____ Entries supplied

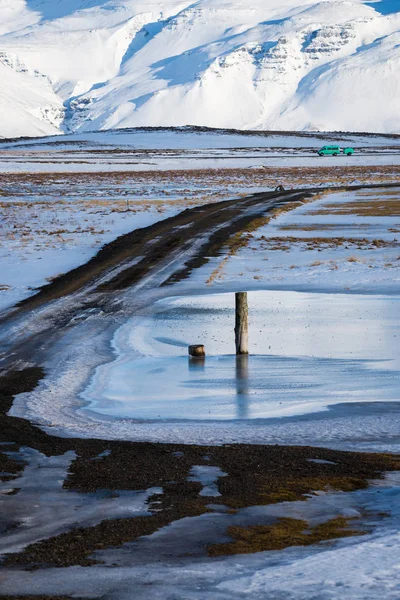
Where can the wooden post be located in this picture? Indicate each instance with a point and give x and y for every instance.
(242, 323)
(197, 351)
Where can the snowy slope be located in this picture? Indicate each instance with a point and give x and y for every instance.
(70, 65)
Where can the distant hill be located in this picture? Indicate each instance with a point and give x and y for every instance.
(79, 65)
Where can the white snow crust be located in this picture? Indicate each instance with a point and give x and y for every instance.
(282, 64)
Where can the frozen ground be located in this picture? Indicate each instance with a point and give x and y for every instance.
(311, 352)
(52, 222)
(358, 568)
(347, 241)
(187, 148)
(324, 368)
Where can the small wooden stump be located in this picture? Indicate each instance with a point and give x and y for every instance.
(197, 351)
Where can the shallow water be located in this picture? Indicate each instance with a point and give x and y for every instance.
(309, 352)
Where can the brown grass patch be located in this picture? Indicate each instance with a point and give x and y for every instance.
(282, 534)
(372, 208)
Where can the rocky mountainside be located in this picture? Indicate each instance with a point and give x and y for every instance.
(79, 65)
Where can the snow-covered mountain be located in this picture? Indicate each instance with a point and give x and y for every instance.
(68, 65)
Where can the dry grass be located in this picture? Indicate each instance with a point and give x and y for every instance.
(373, 208)
(283, 534)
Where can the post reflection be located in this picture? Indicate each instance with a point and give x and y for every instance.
(242, 386)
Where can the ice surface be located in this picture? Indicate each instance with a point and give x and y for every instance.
(359, 568)
(309, 352)
(45, 508)
(338, 334)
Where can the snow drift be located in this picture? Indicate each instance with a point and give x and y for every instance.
(283, 64)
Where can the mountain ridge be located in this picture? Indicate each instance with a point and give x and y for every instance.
(77, 65)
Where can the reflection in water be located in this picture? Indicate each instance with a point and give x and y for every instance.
(242, 386)
(197, 363)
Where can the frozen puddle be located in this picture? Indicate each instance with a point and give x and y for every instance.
(309, 352)
(324, 371)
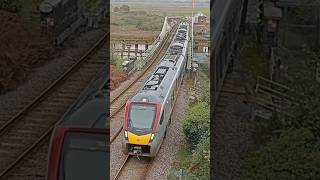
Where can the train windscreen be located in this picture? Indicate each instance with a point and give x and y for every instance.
(85, 156)
(141, 117)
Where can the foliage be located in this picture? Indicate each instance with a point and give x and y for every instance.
(197, 123)
(290, 156)
(194, 163)
(117, 62)
(124, 8)
(303, 14)
(201, 160)
(10, 5)
(140, 20)
(116, 9)
(254, 62)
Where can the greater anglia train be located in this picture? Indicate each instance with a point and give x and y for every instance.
(148, 112)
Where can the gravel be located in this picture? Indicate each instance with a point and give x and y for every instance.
(164, 161)
(41, 77)
(232, 134)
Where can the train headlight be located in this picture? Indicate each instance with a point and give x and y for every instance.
(126, 135)
(152, 137)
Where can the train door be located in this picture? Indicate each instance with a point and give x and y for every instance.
(162, 125)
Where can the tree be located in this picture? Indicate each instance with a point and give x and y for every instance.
(10, 5)
(290, 156)
(197, 123)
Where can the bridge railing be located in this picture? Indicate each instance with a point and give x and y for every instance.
(155, 44)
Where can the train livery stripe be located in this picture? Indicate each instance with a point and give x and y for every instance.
(139, 140)
(157, 118)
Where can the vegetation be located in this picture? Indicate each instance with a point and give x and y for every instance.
(194, 156)
(254, 62)
(290, 150)
(290, 156)
(10, 5)
(138, 20)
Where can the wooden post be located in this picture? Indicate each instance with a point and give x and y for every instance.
(318, 25)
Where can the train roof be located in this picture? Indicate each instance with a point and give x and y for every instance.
(69, 144)
(91, 109)
(157, 86)
(220, 11)
(47, 5)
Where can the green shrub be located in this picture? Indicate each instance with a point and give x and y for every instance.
(290, 156)
(197, 123)
(10, 5)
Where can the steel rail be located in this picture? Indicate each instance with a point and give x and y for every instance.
(37, 100)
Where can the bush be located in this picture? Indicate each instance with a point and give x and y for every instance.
(201, 160)
(290, 156)
(197, 123)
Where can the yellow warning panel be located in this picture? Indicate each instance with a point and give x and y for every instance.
(139, 140)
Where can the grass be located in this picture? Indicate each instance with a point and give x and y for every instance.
(29, 11)
(137, 20)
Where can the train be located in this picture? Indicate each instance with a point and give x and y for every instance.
(79, 147)
(61, 18)
(226, 19)
(148, 112)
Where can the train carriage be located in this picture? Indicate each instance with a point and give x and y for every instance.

________

◆ **Instructions for the task**
Output every line of the records above unchanged, and keep the pictures out.

◆ **Solution for this problem**
Where can the wooden post be located in this picture? Indicate each instance with a point and give x and y for every instance.
(242, 323)
(197, 351)
Where can the snowy slope be located in this picture? Indicate each instance with a point and give x and y for every instance.
(70, 65)
Where can the distant hill be located in this picture? Indicate each instance with a point and give x and y for every instance.
(79, 65)
Where can the white snow crust be located in this picture? Indicate each instance with a point and give x and y for every instance.
(282, 64)
Where can the frozen ground be located in this picture? Indicate each instance with a point and give x and y for every instance.
(311, 352)
(52, 222)
(358, 568)
(347, 241)
(187, 148)
(324, 368)
Where can the small wooden stump be located in this picture? Indicate each instance with a point and give x and y for every instance.
(197, 351)
Where can the shallow water be located in this picture? Indicate each instance with a point and give x and y for every instance.
(309, 352)
Where can the brown grass patch be located in this picture? Indicate each instance with a point and give x and y for every instance.
(282, 534)
(372, 208)
Where can the rocky mountainside be located in this picture? Indicate each instance with a point and give x and y for every instance.
(79, 65)
Where can the snow-covered mountain be located in this picture? Indicate each instance with a point and give x and y for every instance.
(68, 65)
Where can the dry grass be located in this picture? Indicate each instance with a point and give x and y for every instance.
(373, 208)
(283, 534)
Where can the post reflection be located in this picture? Indicate each instance with a point and give x and y for every instance.
(242, 386)
Where can the ice surface be located in this picture? Indicate each instance with a point and give x and y for every instance.
(359, 568)
(309, 352)
(45, 508)
(338, 334)
Where can the snow drift be located in this picture? Indicate each instance with a point and give x and y for every instance.
(283, 64)
Where can the mountain ridge be located in this picture? Indicate each instance with a point and give x and y for every instance.
(77, 65)
Where can the reflection in water be located in this picture? Indicate each instance with a point and give x and y for every instance.
(242, 386)
(197, 363)
Where can the frozen puddle be located in this picture? Indicate each instance with a point and give x and y for every instance.
(309, 352)
(324, 371)
Where can the train windscreen be located in this picture? Indicate each instance with a point and give x and y for every instance.
(85, 156)
(141, 117)
Where can the foliage be located in this picture? Indicate each instance with a point and give x and y for every instance.
(197, 123)
(290, 156)
(194, 163)
(117, 62)
(124, 8)
(303, 14)
(201, 160)
(10, 5)
(140, 20)
(116, 9)
(254, 62)
Where can the greater anglia train be located in this picture? Indicate each instance with a point and give x and y for every instance.
(148, 112)
Where can the gravel be located in this picture? Indicate each instance with a point and give x and y for every instance.
(164, 161)
(41, 77)
(232, 134)
Where can the train headlight be located in this picture? Indicate each instance with a point and give x and y for every instance.
(126, 135)
(152, 137)
Where can the train door be located in this picture? Indicate each instance with a point and give x and y for every instance.
(162, 125)
Where can the tree be located in this picture? Indicate each instance with a point and give x and y for every instance.
(10, 5)
(290, 156)
(197, 123)
Where can the bridge railing be located in this picture? Indicate each instance with a point and give x and y for every instance.
(155, 44)
Where can the train livery stripe be located in this picture? Indicate each instance with a point and give x and y for every instance.
(139, 140)
(157, 118)
Where can the vegetation be located in this picture? Indicate each instance with a point and give x and y for every instance.
(194, 156)
(254, 62)
(290, 150)
(290, 156)
(10, 5)
(138, 20)
Where can the wooden post be located in this picture? Indicate each instance with a point and give x and y for every instance.
(318, 25)
Where can the train roof be located in this picture? Indicate each instance with a point and give x and y for every instance.
(69, 144)
(91, 109)
(157, 86)
(220, 11)
(47, 5)
Where can the green shrub be located in this picture? Indicate each instance with a point and give x and y for every instance.
(290, 156)
(197, 123)
(10, 5)
Where can the steel rail be located in this picture? Indicate each instance with a point and give x and y for every instance.
(37, 100)
Where can the bush be located in this picture? Indicate each instance with a point and give x and y for every instance.
(201, 160)
(290, 156)
(197, 123)
Where can the yellow warning panel be located in this picture? Indicate each instance with a point and give x and y for every instance.
(139, 140)
Where can the grass be located in this picture? Indicate each instance with a point and give x and y for every instance.
(29, 11)
(137, 20)
Where can the train be located in this picture? Indicate each instance with a point and give x and y for every instance.
(79, 147)
(61, 18)
(226, 19)
(148, 112)
Where can the train carriage be located in this picture? Indicate each instance with a point and give x and y for every instance.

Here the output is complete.